[Data records]
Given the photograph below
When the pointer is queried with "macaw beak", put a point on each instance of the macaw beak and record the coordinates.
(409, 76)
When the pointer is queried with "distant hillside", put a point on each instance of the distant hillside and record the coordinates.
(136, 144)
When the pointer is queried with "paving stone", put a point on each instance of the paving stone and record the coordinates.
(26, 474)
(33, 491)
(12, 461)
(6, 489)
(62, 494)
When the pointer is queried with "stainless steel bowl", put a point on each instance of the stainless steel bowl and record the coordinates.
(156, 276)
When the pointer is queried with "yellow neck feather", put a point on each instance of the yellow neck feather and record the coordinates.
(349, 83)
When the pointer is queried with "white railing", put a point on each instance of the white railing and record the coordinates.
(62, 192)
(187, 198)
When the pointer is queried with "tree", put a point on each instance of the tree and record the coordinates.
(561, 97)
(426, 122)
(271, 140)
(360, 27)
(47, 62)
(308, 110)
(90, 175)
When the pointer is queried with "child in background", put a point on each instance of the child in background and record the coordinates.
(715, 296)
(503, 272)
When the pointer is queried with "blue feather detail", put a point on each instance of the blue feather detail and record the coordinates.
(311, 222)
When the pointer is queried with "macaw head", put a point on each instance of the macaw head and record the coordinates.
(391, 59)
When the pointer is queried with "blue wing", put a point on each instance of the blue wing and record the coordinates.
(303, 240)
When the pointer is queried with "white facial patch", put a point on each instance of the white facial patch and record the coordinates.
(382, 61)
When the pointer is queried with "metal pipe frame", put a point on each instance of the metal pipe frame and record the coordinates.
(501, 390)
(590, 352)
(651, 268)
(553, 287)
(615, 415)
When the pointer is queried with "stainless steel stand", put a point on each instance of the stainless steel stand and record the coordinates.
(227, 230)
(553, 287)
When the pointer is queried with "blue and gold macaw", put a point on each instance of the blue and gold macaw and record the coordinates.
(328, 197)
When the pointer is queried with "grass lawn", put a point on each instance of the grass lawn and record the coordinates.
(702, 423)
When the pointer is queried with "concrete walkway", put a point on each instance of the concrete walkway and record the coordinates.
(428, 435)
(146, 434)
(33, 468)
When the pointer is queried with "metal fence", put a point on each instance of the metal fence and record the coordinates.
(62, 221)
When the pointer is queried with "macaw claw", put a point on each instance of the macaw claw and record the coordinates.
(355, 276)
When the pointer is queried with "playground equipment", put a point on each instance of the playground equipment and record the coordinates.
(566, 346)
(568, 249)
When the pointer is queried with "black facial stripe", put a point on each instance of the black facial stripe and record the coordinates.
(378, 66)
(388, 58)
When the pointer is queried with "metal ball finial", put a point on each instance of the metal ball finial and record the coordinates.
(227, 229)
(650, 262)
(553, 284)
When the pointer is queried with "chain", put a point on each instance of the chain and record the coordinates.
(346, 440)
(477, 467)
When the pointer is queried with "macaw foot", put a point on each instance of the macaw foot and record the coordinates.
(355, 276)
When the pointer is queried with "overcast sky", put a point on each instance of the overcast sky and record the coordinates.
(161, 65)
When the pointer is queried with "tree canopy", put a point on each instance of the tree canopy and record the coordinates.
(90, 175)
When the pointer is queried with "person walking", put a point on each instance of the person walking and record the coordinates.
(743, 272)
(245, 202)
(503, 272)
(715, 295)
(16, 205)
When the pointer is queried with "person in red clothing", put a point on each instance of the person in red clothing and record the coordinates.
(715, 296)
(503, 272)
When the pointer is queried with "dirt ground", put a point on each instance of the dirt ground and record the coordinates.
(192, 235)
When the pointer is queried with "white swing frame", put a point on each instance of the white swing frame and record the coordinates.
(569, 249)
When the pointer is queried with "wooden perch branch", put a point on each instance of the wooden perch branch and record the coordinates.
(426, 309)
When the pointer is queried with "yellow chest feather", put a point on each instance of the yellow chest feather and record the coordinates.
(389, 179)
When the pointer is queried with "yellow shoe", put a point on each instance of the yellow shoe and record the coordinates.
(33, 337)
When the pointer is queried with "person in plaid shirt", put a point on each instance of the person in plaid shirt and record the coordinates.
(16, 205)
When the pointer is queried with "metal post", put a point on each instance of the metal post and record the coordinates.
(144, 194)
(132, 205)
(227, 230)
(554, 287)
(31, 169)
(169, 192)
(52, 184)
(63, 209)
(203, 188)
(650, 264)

**EXERCISE DETAILS:** I would like you to return every entry exactly, with nothing changed.

**ANSWER SPACE:**
Given the photograph below
When the pointer is queried with "macaw beak", put a point on each instance of the macaw beak and record the coordinates.
(409, 76)
When the pointer is queried with "distant hillside", put a point on each instance of the distant hillside and record the coordinates.
(136, 144)
When the pointer is queried with "paving stone", put a point on each instance of the paving stone and record the coordinates.
(26, 474)
(33, 491)
(12, 461)
(6, 489)
(62, 494)
When the pointer is queried with "stainless steel bowl", put a point on each instance of the stainless steel bowl and record the coordinates.
(156, 276)
When the pointer is queried with "yellow neck feather", put a point on each instance of the yellow neck feather and record the coordinates.
(349, 83)
When the pointer is queried with "white railing", put a point on each instance of the white railing and record the coordinates.
(62, 192)
(187, 198)
When the pointer is queried with "tree", put a point on each instance of the tree and record the coordinates.
(561, 97)
(426, 122)
(271, 140)
(360, 27)
(47, 62)
(308, 110)
(90, 175)
When the pointer is queried with "child in background", put a point on each instance of the child in background and record the coordinates.
(715, 296)
(503, 272)
When the pointer is queried with "blue feather detail", put a point on each instance of the blue feather detail and record the coordinates.
(311, 222)
When the pointer is queried with "macaw head", put a point on each instance of the macaw head and record the coordinates.
(391, 59)
When the pointer is queried with "blue wing", put a point on each instance of the blue wing and record the coordinates.
(303, 240)
When the pointer is queried with "white facial patch", put a point on each instance of the white facial patch and record the coordinates.
(382, 61)
When the pointer is queried with "metal pipe frame", put a point on each instance of the metal pipe frame and record the coordinates.
(501, 390)
(590, 352)
(651, 268)
(553, 287)
(615, 415)
When the pointer is queried with "stainless steel stand", put a point on each instance of the stainless steel stand and record the coordinates.
(227, 230)
(553, 287)
When the pointer is queried with "blue and gold macaw", put a point on each instance of the blue and gold macaw and record the coordinates.
(328, 197)
When the pointer is queried with "grass lawn", put a point on each instance of the grass lawn and record the coordinates.
(702, 423)
When the pointer is queried with "concrete walkway", put a point on each instance of the concrete walkway and record the coordinates.
(428, 435)
(146, 434)
(33, 468)
When the pointer is queried with "metal fence", put a point on each instance of the metal fence and record the coordinates.
(62, 221)
When the pointer is queried with "macaw claw", put a point on each instance of the macaw claw and record the coordinates.
(355, 276)
When the pointer is queried with "playground equipment", put a point on each instance of the playground equipment and record the coordinates.
(566, 346)
(568, 249)
When the pointer is queried with "black facial stripe", put a point on each instance of the black facial stripe and record the coordinates.
(378, 66)
(388, 58)
When the pointer is queried with "metal ball finial", put a point on each instance of the metal ball finial and record the coordinates.
(227, 229)
(650, 262)
(553, 284)
When the pointer is queried with "chain", put a point on each instance of the chain and record the coordinates.
(346, 440)
(477, 467)
When the pointer is queried with "macaw foot", put a point on each instance of the macaw foot and record the coordinates.
(355, 276)
When the pointer is queried with "overcast sky", put a point on each instance of the overcast sky and record the coordinates.
(161, 65)
When the pointer is queried with "tree canopy", put a point on each instance of the tree canopy and record the coordinates.
(90, 175)
When the pointer is queried with "person walking", put a point on each instance of the person walking and record the coordinates.
(743, 272)
(245, 202)
(503, 272)
(715, 295)
(16, 205)
When the pointer is queried with "person in red clothing", put a point on each instance of the person in red clothing and record the coordinates.
(715, 296)
(503, 272)
When the pointer is queried with "dirt ground", put a point on each instance of the dirt ground and record the coordinates.
(192, 235)
When the pointer is queried with "white swing frame", put a point on each instance of the white swing frame and record the coordinates.
(569, 249)
When the pointer is queried with "wooden perch branch", put a point on each instance of the wooden perch branch and record the coordinates.
(426, 309)
When the pointer is queried with "yellow chest feather", put a point on each instance of the yellow chest feather and record the coordinates.
(389, 179)
When the pointer is queried with "yellow shoe", put a point on each instance of the yellow shoe and record the coordinates.
(33, 337)
When the pointer is queried with "person in plaid shirt", put a point on each instance of the person in plaid shirt and record the coordinates.
(16, 205)
When the pointer is queried with "metal post", put a point on each instance of the metal post and record the coordinates.
(144, 194)
(132, 205)
(227, 230)
(554, 287)
(31, 169)
(169, 192)
(52, 184)
(63, 209)
(203, 188)
(650, 264)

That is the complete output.